All of the data below must be repeated exactly.

'''

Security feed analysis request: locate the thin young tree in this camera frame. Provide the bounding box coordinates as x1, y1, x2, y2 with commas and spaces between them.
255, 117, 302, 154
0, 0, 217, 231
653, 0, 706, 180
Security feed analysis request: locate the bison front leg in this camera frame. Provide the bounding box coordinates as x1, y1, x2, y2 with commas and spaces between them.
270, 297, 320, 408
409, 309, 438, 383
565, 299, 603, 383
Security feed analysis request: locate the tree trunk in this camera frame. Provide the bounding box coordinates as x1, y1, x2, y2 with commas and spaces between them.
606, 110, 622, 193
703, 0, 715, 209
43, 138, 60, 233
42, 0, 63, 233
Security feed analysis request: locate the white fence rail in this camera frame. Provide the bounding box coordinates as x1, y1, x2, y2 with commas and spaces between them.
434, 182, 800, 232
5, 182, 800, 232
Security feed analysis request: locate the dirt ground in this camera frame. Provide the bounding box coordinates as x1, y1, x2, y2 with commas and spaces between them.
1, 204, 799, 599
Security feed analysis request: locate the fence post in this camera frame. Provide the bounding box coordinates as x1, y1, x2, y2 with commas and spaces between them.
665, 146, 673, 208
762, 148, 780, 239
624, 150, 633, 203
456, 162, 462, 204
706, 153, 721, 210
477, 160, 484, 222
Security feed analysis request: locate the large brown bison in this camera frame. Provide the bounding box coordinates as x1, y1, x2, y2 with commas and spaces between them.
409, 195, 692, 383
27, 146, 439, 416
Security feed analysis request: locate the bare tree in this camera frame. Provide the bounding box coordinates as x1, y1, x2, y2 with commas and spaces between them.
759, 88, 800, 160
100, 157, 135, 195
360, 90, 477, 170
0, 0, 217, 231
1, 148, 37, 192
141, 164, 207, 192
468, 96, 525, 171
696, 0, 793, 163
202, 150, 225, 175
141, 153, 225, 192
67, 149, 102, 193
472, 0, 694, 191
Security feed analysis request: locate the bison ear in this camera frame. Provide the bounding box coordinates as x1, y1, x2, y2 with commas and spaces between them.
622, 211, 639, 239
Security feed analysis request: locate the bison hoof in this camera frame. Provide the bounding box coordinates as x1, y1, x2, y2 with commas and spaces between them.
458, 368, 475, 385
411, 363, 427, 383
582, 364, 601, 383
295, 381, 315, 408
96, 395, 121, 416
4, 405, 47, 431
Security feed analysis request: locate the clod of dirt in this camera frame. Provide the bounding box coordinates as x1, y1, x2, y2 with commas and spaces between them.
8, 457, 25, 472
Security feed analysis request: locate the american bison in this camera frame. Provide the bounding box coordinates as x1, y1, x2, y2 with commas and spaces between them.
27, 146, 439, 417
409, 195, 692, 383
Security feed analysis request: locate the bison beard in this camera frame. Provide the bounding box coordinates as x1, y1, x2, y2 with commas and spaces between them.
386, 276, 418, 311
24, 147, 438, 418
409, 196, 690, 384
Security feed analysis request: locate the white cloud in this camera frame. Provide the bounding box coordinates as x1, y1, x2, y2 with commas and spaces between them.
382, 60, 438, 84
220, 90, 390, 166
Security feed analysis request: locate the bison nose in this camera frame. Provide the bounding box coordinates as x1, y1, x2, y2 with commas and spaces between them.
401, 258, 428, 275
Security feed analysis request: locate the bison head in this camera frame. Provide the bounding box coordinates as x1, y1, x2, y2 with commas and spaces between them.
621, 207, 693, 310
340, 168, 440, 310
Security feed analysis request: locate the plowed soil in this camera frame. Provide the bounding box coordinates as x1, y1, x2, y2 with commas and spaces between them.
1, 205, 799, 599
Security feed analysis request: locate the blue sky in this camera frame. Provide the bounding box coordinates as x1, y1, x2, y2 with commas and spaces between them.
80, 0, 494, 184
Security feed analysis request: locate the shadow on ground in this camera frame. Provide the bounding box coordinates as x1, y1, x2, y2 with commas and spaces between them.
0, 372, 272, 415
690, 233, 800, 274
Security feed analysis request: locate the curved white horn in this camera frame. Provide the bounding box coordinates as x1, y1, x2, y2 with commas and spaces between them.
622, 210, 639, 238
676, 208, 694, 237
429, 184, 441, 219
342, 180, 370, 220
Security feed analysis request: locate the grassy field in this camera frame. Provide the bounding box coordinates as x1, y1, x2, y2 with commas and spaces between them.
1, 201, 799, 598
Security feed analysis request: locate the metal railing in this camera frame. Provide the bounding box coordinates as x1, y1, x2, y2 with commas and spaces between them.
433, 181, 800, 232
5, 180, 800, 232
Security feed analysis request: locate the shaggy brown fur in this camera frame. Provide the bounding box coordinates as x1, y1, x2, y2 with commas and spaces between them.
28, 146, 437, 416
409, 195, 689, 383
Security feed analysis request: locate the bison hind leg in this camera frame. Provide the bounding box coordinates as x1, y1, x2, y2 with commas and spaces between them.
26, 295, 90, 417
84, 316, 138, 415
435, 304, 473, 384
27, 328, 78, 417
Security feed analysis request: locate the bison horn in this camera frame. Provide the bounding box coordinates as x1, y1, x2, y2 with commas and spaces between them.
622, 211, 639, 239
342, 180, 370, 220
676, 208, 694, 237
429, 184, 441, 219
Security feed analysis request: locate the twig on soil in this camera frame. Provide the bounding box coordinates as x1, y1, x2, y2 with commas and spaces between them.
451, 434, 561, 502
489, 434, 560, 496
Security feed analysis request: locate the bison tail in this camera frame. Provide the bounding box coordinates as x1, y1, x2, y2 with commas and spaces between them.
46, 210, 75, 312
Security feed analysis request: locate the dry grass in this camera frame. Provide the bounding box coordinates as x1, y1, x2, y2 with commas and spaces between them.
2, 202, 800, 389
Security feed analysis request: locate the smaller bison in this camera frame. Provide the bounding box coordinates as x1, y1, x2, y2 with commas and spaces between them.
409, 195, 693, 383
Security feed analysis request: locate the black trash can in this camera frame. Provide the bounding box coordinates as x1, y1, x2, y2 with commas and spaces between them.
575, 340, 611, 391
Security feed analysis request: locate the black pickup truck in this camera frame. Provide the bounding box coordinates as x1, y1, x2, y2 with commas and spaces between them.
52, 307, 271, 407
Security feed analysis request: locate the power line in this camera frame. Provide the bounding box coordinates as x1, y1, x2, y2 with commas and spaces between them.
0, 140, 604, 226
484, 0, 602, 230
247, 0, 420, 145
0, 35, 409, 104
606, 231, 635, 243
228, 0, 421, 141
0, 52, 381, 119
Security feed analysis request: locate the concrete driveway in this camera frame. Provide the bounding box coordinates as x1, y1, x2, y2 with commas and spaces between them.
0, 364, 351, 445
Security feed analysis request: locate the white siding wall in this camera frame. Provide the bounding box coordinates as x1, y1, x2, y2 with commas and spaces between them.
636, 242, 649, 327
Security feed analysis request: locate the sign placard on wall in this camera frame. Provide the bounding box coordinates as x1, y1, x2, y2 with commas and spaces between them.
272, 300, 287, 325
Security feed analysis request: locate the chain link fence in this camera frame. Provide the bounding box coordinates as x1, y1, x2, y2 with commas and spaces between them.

'''

| Reply to the task |
Security feed analysis request: locate the thin young tree in this camera frame. Provide the bounding box coordinates as x1, y1, x2, y2 with commas and spaces between them.
255, 117, 302, 154
0, 0, 217, 231
653, 0, 706, 180
Security feed analysis request: locate the bison front leg in this camera frame. Provide the bounding box coordinates as x1, y1, x2, y2 with commas and spaces between them.
270, 297, 320, 408
409, 309, 438, 383
565, 299, 603, 383
Security feed analysis request: locate the tree trunk in this camera frame. Provide the bounding box coordinates as x1, y1, x2, y2 with commas and spaces between them.
606, 110, 622, 193
703, 0, 715, 209
43, 138, 60, 233
42, 0, 63, 233
Security feed analysis request: locate the white fence rail in this camera frame. Provide the bounding box coordinates as x1, y1, x2, y2 with commas and spaces between them.
434, 182, 800, 232
5, 182, 800, 232
Security feed analysis request: locate the dirt ground in this camera frame. Provide the bounding box coordinates as x1, y1, x2, y2 with commas and spaces between them.
1, 204, 799, 599
Security feed analysis request: locate the fence post in this camera frame. Provide the bounding box coordinates as x1, y1, x2, y2 with commas and spaces between them.
665, 146, 673, 208
762, 148, 780, 239
624, 150, 633, 203
456, 162, 462, 204
706, 153, 721, 210
477, 160, 484, 222
Security feed analysis request: locate the large brown bison in this camera frame. Provide the bounding box coordinates as x1, y1, x2, y2 with commas and spaces between them.
409, 195, 692, 383
27, 146, 439, 416
Security feed analysis request: locate the bare tree in this camera frame. Provide the bounding box coordinates as x1, y1, x2, y2 with commas and spaces between them.
759, 88, 800, 160
100, 157, 135, 195
360, 90, 477, 170
0, 0, 217, 231
1, 148, 37, 192
141, 164, 207, 192
468, 96, 525, 171
696, 0, 793, 163
202, 150, 225, 175
141, 153, 225, 192
67, 149, 102, 193
472, 0, 694, 191
Security feed analysis request: locate the bison ear in this camera frame. Provide the bounding box coordinates as x1, y1, x2, y2 with commas and spaces between them.
622, 211, 639, 239
Security feed analysis request: locate the bison hoof in this camera frame. Provide the bounding box coordinates as x1, y1, x2, y2 with commas and spaces between them.
458, 368, 475, 385
411, 363, 427, 383
582, 364, 601, 383
295, 381, 315, 408
96, 395, 121, 416
4, 405, 47, 431
Security feed analysis request: locate the clod of dirt in this camera frame. Provide the bounding box coordinates as x1, y1, x2, y2 with commas and spaces between them.
8, 457, 25, 472
Security feed analysis request: locate the american bison in this camera frame. Provide the bounding box coordinates as x1, y1, x2, y2 with commas and spaces between them.
27, 146, 439, 417
409, 195, 692, 383
Security feed analysis request: locate the bison beard in this camera frame. Provide the bounding box coordinates as x1, y1, x2, y2 with commas and spaces between them.
386, 276, 418, 311
24, 147, 438, 418
409, 196, 690, 384
Security feed analysis request: locate the white cloud in this camera frame. Provide the bounding box coordinates as x1, y1, x2, y2 with commas and spaces between them.
382, 60, 438, 84
220, 90, 390, 166
Security feed analysis request: locate the bison nose in this camera frame. Provide the bounding box coordinates as x1, y1, x2, y2 with commas and spaces between them.
401, 258, 428, 275
Security feed analysis request: locate the bison head in this camera frame. Provide the bounding box coordinates as x1, y1, x2, y2 with commas and spaces between them.
621, 207, 693, 310
340, 168, 440, 310
Security feed analysis request: locate the plowed soil in this camera frame. Provide the bounding box coordinates as x1, y1, x2, y2 with commas and spaces between them.
1, 205, 799, 599
Security feed analysis request: locate the blue sky in this camera frame. Provide the bounding box coordinates as x1, y1, x2, y2 with commas and spaces between them.
80, 0, 494, 184
Security feed analysis request: locate the shadow on ground in this camera frame. Provide the bounding box coordinates as x1, y1, x2, y2 with commas and spaces between them.
0, 372, 272, 415
690, 233, 800, 274
Security feed analysis request: locate the curved white horn in this camera frame. Provide the bounding box coordinates as x1, y1, x2, y2 with commas and spaces between them.
622, 210, 639, 238
676, 208, 694, 237
429, 184, 441, 219
342, 180, 370, 220
Security feed analysis request: locate the grassy field in this camera frame. Provide the bounding box coordinates as x1, y1, x2, y2 with commas and spaces between them.
1, 201, 799, 598
Security feed analysis request: locate the metal railing in this camera frame. Provide the bounding box coordinates as x1, y1, x2, y2 with commas and spaces between them.
433, 181, 800, 232
5, 180, 800, 232
Security feed analysis request: locate the shaggy brown fur in this camera frame. Provide the bounding box coordinates as x1, y1, x2, y2 with commas and spaces between them.
28, 146, 437, 416
409, 195, 689, 383
Security feed analysis request: locate the bison hind leg in this camera frame. Provide the bounding box coordinates as x1, y1, x2, y2 with commas and spaces between them.
26, 295, 90, 417
84, 316, 138, 415
435, 304, 473, 384
27, 328, 78, 417
Security feed analysis request: locate the bison horn in this camera frame. Provide the bounding box coordinates as x1, y1, x2, y2 with commas and spaces between them.
622, 211, 639, 239
342, 180, 370, 220
676, 208, 694, 237
429, 184, 441, 219
Security feed analysis request: locate the twig on soil in this camera frame. Provide the bounding box coordinates as x1, y1, x2, y2 with commas and spaces between them.
451, 434, 561, 502
489, 434, 560, 496
Security feed analysis request: locate the bison tail in this camera frame. Provide the bounding box coordinates as x1, y1, x2, y2 with commas and spaces between them.
46, 210, 75, 312
Security feed analysis request: locate the dry grass in this camera frame. Provide the bounding box coordinates as x1, y1, x2, y2 with commas and spaces between them.
2, 202, 800, 389
Security feed analysis request: locate the smaller bison in this camera frame. Provide the bounding box coordinates as x1, y1, x2, y2 with commas and spaces between them.
409, 195, 693, 383
Security feed analysis request: locate the black trash can in this camera frame. Provide the bounding box coordinates as x1, y1, x2, y2 with commas and spaces between them.
575, 340, 611, 391
Security feed analysis request: locate the black pickup truck in this camera frame. Provide the bounding box coordinates as x1, y1, x2, y2 with commas and spaces between them.
52, 307, 271, 407
Security feed analysis request: locate the power line in this camera frame. Provide the bounding box coordinates as x1, y1, x2, y2 with commas and spaces between them.
0, 140, 604, 226
484, 0, 602, 230
247, 0, 420, 145
0, 35, 409, 104
606, 231, 635, 243
228, 0, 421, 141
0, 52, 381, 119
Security feed analysis request: locate the concrete driveway in this camera frame. Provide the bounding box coordinates as x1, y1, x2, y2 with commas and spaces between them.
0, 364, 351, 445
Security feed analysis request: locate the white siding wall in this camera frame. Provide the bounding box coordinates as x1, y1, x2, y2 with commas and spaces between them.
636, 242, 649, 327
Security feed analysis request: locate the sign placard on wall in this camera frame. Provide the bounding box coordinates as x1, y1, x2, y2 with commas and spaces between them.
272, 300, 287, 325
Security feed analysis request: locate the chain link fence in this camera frame. Provide the bounding box coordinates as x1, y1, x2, y2 with commas and spaces between them.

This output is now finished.